▶ Work instructions: List every line of the records that contains the string "microwave". Case counts.

### Listing

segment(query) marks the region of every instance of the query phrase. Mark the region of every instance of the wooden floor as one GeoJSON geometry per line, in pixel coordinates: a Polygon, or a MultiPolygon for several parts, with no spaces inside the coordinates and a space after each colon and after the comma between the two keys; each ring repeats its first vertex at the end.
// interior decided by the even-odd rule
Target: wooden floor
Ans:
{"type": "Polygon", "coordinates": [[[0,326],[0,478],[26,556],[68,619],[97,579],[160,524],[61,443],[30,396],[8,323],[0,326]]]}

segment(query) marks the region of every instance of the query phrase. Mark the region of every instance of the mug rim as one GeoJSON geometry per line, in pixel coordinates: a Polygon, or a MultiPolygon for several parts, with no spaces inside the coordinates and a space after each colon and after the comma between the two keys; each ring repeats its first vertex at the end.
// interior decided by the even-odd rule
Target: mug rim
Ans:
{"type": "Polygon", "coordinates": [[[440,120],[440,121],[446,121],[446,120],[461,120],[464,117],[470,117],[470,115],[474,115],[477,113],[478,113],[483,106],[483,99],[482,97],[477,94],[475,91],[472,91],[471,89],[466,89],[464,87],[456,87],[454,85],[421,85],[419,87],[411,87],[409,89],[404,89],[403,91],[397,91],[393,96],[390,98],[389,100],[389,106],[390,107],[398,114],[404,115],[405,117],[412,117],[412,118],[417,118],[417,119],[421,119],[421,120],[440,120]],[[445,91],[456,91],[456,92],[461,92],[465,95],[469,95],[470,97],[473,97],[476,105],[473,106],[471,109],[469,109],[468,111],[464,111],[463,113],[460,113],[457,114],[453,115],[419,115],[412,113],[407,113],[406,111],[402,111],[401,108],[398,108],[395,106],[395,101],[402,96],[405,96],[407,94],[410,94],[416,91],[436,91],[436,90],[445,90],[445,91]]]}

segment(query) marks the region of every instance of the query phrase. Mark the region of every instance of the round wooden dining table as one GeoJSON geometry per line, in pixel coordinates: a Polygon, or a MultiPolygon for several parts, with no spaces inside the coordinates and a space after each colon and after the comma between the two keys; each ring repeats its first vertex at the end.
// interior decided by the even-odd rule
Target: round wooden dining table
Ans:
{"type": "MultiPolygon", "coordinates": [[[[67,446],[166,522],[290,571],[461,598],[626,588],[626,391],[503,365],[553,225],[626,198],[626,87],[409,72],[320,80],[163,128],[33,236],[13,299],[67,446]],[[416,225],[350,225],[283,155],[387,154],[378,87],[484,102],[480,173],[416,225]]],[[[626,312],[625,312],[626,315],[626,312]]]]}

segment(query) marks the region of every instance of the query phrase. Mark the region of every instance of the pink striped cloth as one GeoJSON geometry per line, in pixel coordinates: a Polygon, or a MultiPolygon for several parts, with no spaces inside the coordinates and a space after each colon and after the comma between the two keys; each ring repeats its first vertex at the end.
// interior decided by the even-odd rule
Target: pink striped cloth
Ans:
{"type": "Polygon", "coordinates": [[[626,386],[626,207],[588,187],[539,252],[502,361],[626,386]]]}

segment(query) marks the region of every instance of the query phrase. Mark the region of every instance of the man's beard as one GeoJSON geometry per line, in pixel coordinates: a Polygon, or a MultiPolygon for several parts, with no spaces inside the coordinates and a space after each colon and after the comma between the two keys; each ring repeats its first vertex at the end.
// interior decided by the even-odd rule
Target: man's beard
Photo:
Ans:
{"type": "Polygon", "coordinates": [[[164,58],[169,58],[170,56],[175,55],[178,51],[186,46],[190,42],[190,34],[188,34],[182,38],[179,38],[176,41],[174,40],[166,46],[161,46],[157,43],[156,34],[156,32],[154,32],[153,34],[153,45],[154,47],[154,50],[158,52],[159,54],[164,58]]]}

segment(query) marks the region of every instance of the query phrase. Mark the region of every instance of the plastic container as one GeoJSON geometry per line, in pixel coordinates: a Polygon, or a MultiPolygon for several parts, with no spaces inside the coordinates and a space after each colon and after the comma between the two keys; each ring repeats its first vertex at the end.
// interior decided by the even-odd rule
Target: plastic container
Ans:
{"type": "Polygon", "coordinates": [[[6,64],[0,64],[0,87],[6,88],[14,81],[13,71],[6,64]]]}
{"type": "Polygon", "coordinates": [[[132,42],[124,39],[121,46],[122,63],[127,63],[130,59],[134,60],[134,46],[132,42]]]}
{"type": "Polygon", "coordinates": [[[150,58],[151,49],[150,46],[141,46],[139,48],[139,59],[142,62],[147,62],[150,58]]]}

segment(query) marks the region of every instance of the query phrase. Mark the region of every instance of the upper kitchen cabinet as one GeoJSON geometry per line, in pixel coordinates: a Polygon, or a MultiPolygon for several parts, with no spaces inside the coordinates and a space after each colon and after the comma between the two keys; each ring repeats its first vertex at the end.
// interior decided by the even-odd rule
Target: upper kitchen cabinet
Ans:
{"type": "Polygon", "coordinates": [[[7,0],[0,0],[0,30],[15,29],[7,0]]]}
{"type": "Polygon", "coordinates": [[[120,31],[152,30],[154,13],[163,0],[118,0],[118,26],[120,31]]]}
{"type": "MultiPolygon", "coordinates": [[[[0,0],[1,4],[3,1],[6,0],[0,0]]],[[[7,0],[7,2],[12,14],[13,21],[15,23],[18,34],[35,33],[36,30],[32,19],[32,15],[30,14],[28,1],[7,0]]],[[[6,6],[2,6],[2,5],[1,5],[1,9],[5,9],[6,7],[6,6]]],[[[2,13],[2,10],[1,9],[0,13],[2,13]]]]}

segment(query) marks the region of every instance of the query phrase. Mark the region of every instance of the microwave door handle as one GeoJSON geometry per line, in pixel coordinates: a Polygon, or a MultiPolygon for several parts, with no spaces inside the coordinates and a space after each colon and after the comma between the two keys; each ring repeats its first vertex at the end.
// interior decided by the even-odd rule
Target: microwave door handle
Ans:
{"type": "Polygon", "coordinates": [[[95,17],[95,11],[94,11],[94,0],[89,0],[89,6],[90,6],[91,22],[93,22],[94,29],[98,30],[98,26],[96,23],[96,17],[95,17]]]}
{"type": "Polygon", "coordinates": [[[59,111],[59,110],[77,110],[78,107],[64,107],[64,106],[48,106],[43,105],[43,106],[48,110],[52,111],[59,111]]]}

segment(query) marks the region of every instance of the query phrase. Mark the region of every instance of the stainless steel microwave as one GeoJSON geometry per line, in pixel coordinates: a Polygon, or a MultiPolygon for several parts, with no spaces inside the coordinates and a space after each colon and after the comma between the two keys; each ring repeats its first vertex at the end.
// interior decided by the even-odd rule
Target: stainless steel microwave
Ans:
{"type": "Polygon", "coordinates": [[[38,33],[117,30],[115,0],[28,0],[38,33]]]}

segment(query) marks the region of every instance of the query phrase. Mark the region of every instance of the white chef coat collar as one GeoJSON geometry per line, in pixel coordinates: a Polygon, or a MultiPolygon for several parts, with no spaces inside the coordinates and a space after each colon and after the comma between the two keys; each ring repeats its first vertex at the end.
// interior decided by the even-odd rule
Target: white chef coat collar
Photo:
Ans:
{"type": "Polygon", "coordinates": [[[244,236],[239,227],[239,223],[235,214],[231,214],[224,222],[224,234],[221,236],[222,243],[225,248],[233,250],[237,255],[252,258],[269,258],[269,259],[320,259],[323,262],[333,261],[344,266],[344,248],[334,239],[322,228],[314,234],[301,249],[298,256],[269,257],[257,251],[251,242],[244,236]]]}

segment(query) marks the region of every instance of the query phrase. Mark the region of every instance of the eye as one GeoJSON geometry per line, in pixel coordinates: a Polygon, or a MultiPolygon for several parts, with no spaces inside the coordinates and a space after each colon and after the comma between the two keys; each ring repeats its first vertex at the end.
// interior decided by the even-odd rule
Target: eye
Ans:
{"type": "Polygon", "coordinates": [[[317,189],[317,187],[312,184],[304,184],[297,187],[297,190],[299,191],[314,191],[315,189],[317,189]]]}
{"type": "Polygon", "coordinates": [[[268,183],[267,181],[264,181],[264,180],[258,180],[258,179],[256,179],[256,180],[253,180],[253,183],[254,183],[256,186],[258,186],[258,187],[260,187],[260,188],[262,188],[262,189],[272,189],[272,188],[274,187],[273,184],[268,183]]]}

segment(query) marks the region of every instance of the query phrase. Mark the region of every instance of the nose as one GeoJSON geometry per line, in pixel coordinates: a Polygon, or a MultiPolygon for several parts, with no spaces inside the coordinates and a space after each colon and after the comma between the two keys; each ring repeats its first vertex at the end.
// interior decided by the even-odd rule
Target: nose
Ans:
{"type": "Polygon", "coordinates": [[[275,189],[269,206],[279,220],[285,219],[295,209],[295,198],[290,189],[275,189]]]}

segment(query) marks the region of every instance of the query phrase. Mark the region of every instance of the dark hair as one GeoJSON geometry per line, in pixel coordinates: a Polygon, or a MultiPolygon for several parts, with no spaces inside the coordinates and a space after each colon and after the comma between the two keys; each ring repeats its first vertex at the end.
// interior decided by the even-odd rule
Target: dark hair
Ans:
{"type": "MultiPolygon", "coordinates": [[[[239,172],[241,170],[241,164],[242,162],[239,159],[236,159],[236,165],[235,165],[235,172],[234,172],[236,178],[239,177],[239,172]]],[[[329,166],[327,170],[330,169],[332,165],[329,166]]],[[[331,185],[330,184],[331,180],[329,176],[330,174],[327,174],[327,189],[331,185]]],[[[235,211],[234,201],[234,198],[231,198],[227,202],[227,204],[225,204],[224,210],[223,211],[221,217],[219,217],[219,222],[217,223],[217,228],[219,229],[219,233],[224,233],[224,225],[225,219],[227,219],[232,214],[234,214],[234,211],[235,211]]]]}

######
### Listing

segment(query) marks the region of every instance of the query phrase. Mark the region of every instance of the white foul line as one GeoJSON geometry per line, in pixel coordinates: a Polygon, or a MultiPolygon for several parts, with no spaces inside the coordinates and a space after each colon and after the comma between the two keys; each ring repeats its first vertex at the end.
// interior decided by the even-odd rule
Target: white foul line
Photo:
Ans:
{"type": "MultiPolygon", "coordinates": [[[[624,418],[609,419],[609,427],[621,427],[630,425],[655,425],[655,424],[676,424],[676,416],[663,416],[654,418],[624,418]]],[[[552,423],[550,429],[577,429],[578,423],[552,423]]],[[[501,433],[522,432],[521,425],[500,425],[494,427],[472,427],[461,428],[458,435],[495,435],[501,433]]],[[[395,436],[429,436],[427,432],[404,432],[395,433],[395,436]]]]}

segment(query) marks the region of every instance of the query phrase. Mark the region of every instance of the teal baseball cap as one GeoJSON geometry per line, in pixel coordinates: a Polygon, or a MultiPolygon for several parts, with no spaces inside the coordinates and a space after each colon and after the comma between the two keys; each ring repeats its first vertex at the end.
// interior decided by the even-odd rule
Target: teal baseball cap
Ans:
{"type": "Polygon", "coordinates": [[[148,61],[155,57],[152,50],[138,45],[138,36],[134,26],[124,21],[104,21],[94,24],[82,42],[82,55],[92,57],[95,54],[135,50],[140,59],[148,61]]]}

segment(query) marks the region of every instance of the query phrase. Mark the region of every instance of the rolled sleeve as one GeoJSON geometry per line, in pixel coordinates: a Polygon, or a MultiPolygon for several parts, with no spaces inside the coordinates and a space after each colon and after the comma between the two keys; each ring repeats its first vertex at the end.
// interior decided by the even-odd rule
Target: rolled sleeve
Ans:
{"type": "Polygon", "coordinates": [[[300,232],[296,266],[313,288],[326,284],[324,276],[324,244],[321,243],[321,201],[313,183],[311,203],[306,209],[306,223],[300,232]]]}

######
### Listing

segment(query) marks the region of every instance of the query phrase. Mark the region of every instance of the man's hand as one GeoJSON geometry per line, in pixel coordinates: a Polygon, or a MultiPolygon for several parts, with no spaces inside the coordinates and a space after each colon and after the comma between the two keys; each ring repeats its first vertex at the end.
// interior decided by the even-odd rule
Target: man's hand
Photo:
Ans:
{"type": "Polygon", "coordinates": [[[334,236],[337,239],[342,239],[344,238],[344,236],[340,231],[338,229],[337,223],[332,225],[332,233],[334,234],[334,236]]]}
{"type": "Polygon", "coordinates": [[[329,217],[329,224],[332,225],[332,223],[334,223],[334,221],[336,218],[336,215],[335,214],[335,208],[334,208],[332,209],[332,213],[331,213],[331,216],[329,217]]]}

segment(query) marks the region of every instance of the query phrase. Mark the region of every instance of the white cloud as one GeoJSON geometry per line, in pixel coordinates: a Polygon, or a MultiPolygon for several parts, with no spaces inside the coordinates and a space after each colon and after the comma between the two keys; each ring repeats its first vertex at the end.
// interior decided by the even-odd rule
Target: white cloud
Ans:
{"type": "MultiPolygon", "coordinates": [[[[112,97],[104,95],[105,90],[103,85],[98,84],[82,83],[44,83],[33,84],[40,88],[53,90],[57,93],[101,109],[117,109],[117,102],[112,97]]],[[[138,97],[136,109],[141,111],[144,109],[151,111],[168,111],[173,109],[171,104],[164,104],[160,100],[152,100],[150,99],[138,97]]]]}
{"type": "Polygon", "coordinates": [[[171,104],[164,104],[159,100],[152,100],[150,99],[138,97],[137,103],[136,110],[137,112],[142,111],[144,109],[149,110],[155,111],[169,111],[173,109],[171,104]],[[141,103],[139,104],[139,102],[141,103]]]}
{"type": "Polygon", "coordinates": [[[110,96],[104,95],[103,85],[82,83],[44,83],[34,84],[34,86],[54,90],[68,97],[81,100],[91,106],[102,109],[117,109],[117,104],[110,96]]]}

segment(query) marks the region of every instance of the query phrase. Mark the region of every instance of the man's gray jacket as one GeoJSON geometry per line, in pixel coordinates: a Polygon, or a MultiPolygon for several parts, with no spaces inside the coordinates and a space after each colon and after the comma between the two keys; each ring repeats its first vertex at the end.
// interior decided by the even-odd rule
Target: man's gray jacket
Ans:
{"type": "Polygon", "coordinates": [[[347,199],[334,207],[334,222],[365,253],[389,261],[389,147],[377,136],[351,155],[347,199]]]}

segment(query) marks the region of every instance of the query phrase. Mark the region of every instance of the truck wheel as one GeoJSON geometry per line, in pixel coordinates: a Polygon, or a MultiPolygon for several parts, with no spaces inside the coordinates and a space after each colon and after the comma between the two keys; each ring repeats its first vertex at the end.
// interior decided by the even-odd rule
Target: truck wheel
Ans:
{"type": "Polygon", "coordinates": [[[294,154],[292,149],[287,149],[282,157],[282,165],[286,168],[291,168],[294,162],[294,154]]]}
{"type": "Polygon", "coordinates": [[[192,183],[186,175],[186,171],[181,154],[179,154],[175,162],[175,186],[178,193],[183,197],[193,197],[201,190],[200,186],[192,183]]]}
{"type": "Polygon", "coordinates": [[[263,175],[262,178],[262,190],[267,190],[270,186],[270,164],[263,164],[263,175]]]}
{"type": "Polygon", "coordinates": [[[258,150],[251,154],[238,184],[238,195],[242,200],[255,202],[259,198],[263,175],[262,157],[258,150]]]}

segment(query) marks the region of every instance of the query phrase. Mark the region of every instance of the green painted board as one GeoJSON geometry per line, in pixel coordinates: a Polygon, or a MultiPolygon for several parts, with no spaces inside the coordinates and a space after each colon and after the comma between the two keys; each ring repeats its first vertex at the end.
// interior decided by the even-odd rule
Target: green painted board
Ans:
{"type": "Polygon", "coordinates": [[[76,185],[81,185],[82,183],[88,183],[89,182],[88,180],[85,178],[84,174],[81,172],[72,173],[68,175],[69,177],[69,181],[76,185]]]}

######

▶ Solution for this problem:
segment(query) marks the region of every instance of the query phrase. Mark the region of every instance of the microwave door handle as one GeoJSON geometry per line, in pixel coordinates: a Polygon, or a MultiPolygon for several parts, with no spaces inside the coordinates and a space after each colon and after the comma between the two keys; each ring repeats its first vertex at the end.
Target: microwave door handle
segment(query) marks the region of every instance of the query phrase. Mark the region of every instance of the stainless steel microwave as one GeoJSON geometry per line, in pixel coordinates: a Polygon, or a MultiPolygon for several parts, with no spaces inside the coordinates and a space after each colon and after the comma between the two keys; each ring repeats its first vertex at the end.
Target: stainless steel microwave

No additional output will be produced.